USES.—This plant is a native of Mexico. It has a peculiar, somewhat offensive odor and an acrid, aromatic taste due to an essential oil resembling peppermint (?). According to Padre Mercado, “When the seeds are taken with wine, sensation is so dulled that the drinker may be whipped without feeling the lashes, and even if put to the torment, does not feel it.” These properties, if true, make this plant one of the most useful in the Philippines. The entire plant is stimulant.
The infusion, given internally, causes sweating, excites the circulation, is diuretic, tonic, stomachic, and useful as well as an antispasmodic in nervous troubles. The leaves are employed in making the infusion, 8 grams to 200 of boiling water. It is widely used in bronchial catarrhs and in asthma on account of its sudorific and expectorant action. It seems also to possess emmenagogue properties. The seeds yield on distillation a yellow essential oil with a strong and disagreeable odor, density 0.908. Both seeds and flowers are vermifuge, and are used as such in Brazil in doses of 8 grams in infusion or with an equal dose of castor oil. The anthelmintic dose of the essential oil is 5–15 drops with powdered sugar.
Rilliet and Barthez recommend the following potion for infantile chorea: Leaves of chenopodium 4 grams.
Water 500 grams.
Make an infusion and add syrup of orange flowers 50 grams. Dose, several tablespoonfuls a day.
BOTANICAL DESCRIPTION.—A plant 2° high; stem beset with hairs, many-angled.
Leaves lanceolate, varying from entire to cut-pinnatifid. Flowers green, sessile, axillary, in small clusters. Calyx 5-parted. Corolla wanting. Stamens 5. Filaments flattened, inserted near the center of the flowers opposite the parts of the calyx.

(Records taken from a dataset)
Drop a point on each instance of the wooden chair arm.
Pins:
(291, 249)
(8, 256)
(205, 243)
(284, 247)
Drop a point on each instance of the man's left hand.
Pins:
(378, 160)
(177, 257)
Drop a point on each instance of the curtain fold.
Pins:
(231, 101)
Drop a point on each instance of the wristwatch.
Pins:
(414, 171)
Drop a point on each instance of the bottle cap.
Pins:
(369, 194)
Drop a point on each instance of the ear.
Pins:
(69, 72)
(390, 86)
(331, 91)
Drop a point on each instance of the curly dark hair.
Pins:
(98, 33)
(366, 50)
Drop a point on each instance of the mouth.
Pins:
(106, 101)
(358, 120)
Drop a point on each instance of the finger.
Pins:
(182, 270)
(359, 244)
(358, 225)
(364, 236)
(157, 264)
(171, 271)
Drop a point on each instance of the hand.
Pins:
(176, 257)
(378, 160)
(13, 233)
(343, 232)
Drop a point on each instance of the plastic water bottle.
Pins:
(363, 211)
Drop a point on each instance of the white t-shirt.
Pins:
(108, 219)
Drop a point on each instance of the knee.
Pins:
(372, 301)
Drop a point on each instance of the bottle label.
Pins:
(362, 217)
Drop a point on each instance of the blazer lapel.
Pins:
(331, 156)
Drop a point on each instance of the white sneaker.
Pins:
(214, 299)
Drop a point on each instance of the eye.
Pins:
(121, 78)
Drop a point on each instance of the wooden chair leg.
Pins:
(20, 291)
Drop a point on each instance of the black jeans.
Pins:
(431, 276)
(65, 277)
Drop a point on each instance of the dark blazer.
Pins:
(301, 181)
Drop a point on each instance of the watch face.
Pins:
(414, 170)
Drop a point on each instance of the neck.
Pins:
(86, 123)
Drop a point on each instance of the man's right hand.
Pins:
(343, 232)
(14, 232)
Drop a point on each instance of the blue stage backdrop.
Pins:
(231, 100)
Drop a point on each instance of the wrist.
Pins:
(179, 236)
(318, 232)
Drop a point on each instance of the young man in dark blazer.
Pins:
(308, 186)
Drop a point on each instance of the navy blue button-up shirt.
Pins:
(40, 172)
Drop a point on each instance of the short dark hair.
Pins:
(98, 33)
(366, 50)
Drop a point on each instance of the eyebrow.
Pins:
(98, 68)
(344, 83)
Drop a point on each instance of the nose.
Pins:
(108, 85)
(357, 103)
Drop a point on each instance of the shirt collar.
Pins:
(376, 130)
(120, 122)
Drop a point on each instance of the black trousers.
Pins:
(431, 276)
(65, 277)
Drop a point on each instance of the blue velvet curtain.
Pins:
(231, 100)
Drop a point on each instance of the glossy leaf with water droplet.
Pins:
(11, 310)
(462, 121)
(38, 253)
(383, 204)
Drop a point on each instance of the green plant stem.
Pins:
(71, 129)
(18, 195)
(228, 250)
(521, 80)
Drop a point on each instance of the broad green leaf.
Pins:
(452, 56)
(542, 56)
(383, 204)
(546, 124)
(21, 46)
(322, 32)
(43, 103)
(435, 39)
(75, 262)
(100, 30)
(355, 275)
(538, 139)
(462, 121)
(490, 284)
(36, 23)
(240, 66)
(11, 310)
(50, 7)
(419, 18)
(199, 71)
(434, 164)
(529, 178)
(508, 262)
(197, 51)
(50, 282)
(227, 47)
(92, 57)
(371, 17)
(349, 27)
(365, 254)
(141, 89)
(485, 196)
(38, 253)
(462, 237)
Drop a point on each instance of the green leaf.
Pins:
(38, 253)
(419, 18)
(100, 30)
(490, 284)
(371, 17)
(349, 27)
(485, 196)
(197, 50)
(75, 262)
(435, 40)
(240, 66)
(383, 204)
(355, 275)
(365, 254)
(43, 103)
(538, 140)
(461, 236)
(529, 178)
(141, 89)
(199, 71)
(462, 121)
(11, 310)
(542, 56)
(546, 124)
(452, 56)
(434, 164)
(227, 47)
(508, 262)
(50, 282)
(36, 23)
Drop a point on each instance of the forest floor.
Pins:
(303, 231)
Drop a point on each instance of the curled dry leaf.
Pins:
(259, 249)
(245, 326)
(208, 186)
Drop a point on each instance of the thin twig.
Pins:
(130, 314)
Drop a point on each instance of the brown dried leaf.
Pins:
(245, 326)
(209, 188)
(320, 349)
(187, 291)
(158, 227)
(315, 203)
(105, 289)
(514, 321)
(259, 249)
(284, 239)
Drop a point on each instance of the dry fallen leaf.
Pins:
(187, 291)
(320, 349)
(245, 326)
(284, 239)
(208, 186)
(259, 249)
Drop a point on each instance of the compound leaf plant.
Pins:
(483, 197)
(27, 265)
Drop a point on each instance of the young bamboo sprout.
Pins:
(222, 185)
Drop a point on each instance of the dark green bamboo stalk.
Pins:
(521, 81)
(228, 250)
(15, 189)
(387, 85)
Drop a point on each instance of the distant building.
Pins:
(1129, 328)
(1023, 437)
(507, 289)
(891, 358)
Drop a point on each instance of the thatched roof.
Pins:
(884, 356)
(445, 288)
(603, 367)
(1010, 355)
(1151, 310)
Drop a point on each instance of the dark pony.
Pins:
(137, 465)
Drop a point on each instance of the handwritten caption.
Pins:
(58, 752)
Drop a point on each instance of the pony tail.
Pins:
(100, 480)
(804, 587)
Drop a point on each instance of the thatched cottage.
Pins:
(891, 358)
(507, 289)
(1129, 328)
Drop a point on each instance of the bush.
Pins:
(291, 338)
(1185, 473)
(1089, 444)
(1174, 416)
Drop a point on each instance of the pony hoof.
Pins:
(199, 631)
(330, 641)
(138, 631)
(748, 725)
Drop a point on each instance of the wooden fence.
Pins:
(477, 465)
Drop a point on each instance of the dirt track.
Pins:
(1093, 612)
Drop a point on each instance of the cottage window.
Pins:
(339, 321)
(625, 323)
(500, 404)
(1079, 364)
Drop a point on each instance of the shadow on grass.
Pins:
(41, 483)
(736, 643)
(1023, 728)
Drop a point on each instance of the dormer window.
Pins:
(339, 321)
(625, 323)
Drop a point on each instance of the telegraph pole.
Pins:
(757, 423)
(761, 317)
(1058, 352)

§ THE TASK
Please sum up the plant text in two sentences. The listing is separate material with no connection to the plant text.

§ FINAL ANSWER
This Mexican native is a stimulant with an offensive odor and an acrid, aromatic taste from an essential oil. A leaf infusion causes sweating and is widely used in bronchial catarrhs and asthma, while the seeds and flowers are vermifuge, and the plant has a hairy, many-angled stem, lanceolate leaves and small clusters of green, sessile flowers without a corolla.